▶ Goal: Can you recast every one of the rows below as a numbered list, dropping any blank lines and leaving the pictures out?

▶ The records:
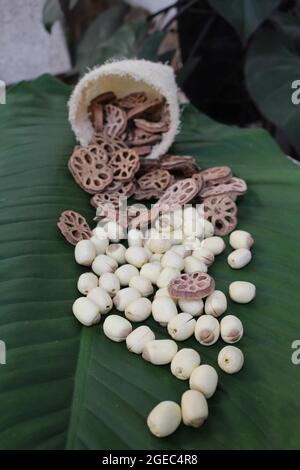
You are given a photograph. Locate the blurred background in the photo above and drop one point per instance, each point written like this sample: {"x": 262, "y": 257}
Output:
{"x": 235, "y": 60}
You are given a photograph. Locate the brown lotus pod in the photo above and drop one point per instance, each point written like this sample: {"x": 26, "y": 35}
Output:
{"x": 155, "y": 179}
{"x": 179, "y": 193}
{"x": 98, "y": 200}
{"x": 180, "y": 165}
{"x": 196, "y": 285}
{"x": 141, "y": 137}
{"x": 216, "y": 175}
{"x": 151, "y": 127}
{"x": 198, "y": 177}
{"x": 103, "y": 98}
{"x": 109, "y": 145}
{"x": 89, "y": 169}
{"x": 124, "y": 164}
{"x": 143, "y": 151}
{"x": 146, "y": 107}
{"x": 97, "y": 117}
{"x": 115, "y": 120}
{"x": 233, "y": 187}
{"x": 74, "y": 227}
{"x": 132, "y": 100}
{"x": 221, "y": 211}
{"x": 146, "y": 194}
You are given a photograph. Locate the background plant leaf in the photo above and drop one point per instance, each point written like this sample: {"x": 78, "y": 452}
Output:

▶ Response:
1. You are given a photograph. Locate the blurred background in the photo above and drop one point per instance, each point written like this sample: {"x": 262, "y": 257}
2. Output:
3. {"x": 235, "y": 60}
4. You are given a photograph. Locate the brown lotus pod in the photo above and drop one point per instance, each point written like this sample: {"x": 26, "y": 35}
5. Output:
6. {"x": 155, "y": 179}
7. {"x": 179, "y": 193}
8. {"x": 98, "y": 200}
9. {"x": 180, "y": 165}
10. {"x": 196, "y": 285}
11. {"x": 141, "y": 137}
12. {"x": 216, "y": 175}
13. {"x": 151, "y": 127}
14. {"x": 198, "y": 177}
15. {"x": 103, "y": 98}
16. {"x": 109, "y": 145}
17. {"x": 89, "y": 169}
18. {"x": 124, "y": 164}
19. {"x": 143, "y": 151}
20. {"x": 146, "y": 107}
21. {"x": 97, "y": 117}
22. {"x": 115, "y": 120}
23. {"x": 233, "y": 187}
24. {"x": 74, "y": 227}
25. {"x": 132, "y": 100}
26. {"x": 221, "y": 211}
27. {"x": 146, "y": 194}
28. You are given a photograph. Locate the background plant leaf in the photo above and drop one point per instance, each point written like this sample: {"x": 78, "y": 452}
29. Output:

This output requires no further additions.